TEXT SHOWN:
-------

Ralph has endorsed Democratic candidates before, but no major party presidential candidate has ever used his support so aggressively. These are different days. According to Karl Rove, longtime political advisor to the outgoing president, the Democrat is outspending Senator McCain four-to-one on TV in Virginia, one of seven states Mr. Rove reckons the Republican must win to reach 274 electoral votes. By the time you read this, we’re apt to know how the 2008 election played out. The most interesting question, however, is why it is so difficult in the bluegrass community to have a calm, rational, nonpartisan discussion of what this means.

Let me show what I mean by contrast. My neighbor put up yard signs for the candidates that I do not support. When I tell him, “Man, somebody sure put up some ugly signs at your driveway,” he says, “They aren’t half as ugly as your signs!” We just laugh and go on getting along with each other. When I helped manage a candidate for state representative, her opponent and his team were always cordial.

Yet mere web links to Ralph for Obama have roiled various bluegrass online discussion groups. Posts have appeared on the web such as this one: “Mr. Stanley is the reason I play music. I am hurt and appaled [sic] that he endorsed a black man. I will burn all his CDs today.”

A sizeable number of participants in our online communities reject the idea that the endorsement is appropriate bluegrass news simply because the message referenced contains partisan politics. Others, including myself, argue that nothing is wrong about talking about what Stanley’s endorsement means – as I tried to do above – without talking about whether one agrees or disagrees with the central Appalachian icon.

Country and old-time music offer rich examples of political content and involvement. Uncle Dave Macon had released records endorsing unsuccessful Democratic presidential candidate Al Smith (the first Catholic to win the nomination), attacking – perhaps with tongue in cheek – evolution, and exploiting a scandal in “Wreck of the Tennessee Gravy Train.” While bluegrass was sweeping through the South and Midwest in 1948, Roy Acuff ran for governor of Tennessee. “Banjo Bill” Cornett served in the Kentucky legislature and used song to advance his agenda. Even Stringbean, on both record and TV, questioned “That Crazy Vietnam War.” Merle Haggard entered mainstream culture with “Okie From Muskogee” and the strident “Fighting Side of Me.” He was managed at that time by Carlton Haney, by the way.

-------

WORK TO COMPLETE:
• A. For each statement below, say yes or no to whether it agrees with the text above about the bluegrass endorsement, and quote the deciding words from that text: (i) Roy Acuff ran for governor of Tennessee in 1948; (ii) the writer's neighbor put up signs for the same candidates the writer supports; (iii) Uncle Dave Macon released records endorsing Al Smith as a Republican presidential candidate.
• B. Reproduce word for word the passage of the text above about the bluegrass endorsement between "Ralph has endorsed" and "what this means.", inclusive.

ENTRIES:
-------

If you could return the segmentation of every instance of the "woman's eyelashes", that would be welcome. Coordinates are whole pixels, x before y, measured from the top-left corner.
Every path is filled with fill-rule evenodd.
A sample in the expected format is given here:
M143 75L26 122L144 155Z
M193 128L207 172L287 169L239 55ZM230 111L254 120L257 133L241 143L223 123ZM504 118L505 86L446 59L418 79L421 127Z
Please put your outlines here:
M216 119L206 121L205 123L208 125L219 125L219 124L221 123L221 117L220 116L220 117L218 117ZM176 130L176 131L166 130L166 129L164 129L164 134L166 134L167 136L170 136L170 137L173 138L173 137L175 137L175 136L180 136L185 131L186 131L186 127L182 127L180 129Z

-------

RESPONSES IN ORDER:
• A.
(i) Yes: "While bluegrass was sweeping through the South and Midwest in 1948, Roy Acuff ran for governor of Tennessee."
(ii) No: "My neighbor put up yard signs for the candidates that I do not support."
(iii) No: "endorsing unsuccessful Democratic presidential candidate Al Smith"

• B.
Ralph has endorsed Democratic candidates before, but no major party presidential candidate has ever used his support so aggressively. These are different days. According to Karl Rove, longtime political advisor to the outgoing president, the Democrat is outspending Senator McCain four-to-one on TV in Virginia, one of seven states Mr. Rove reckons the Republican must win to reach 274 electoral votes. By the time you read this, we’re apt to know how the 2008 election played out. The most interesting question, however, is why it is so difficult in the bluegrass community to have a calm, rational, nonpartisan discussion of what this means.